> _Task description_
Every record must come back exactly as given.

> _Task input_
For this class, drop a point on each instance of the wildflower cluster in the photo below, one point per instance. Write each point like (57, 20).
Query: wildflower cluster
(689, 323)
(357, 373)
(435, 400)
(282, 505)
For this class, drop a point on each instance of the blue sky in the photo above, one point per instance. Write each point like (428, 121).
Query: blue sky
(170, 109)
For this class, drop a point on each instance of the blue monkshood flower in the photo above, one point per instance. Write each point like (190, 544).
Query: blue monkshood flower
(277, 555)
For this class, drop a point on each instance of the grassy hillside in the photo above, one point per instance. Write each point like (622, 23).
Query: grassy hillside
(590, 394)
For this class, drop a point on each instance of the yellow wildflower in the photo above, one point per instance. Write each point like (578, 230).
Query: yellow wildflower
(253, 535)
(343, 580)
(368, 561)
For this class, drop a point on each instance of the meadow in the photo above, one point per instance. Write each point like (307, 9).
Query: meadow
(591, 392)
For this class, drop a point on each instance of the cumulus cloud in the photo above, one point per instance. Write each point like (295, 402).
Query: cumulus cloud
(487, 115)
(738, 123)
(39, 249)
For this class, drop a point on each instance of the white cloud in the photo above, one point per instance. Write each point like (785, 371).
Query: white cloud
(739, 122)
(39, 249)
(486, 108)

> _Problem solution_
For this class, drop a point on each instance of the wildflower cluster in the photo below, one point per instance. Write each point like (57, 20).
Query: wildflower cluster
(689, 323)
(357, 373)
(435, 400)
(282, 505)
For this class, drop a point on each instance of the blue sky in the photo above, one point per instance. Write each point like (428, 121).
Query: blue sky
(170, 109)
For this class, drop a point on each instance of the blue monkshood flower in the photo above, one point per instance. Write each point like (190, 544).
Query: blue monkshood flower
(277, 555)
For this class, drop a point on each instance of the grassy hillside in the photo above, one point per instance. Write each point like (622, 23).
Query: grassy hillside
(590, 394)
For this class, drop a point on each instance of the yellow wildflower in the photo above, one point per instance. Write each point like (578, 230).
Query: yellow wildflower
(253, 535)
(343, 580)
(368, 561)
For this class, drop a point on each instance of the meadow in the photo above, one point per instance. Write each point like (307, 9).
Query: meadow
(591, 392)
For this class, drop a point on each instance of the cumulus cloud in the photo above, one point per instance. Write each point like (295, 402).
Query: cumulus cloud
(487, 115)
(738, 123)
(39, 249)
For this class, drop a point on each instance of the white cloud in the photo above, one point per instance. Write each point like (785, 371).
Query: white cloud
(739, 122)
(39, 249)
(486, 108)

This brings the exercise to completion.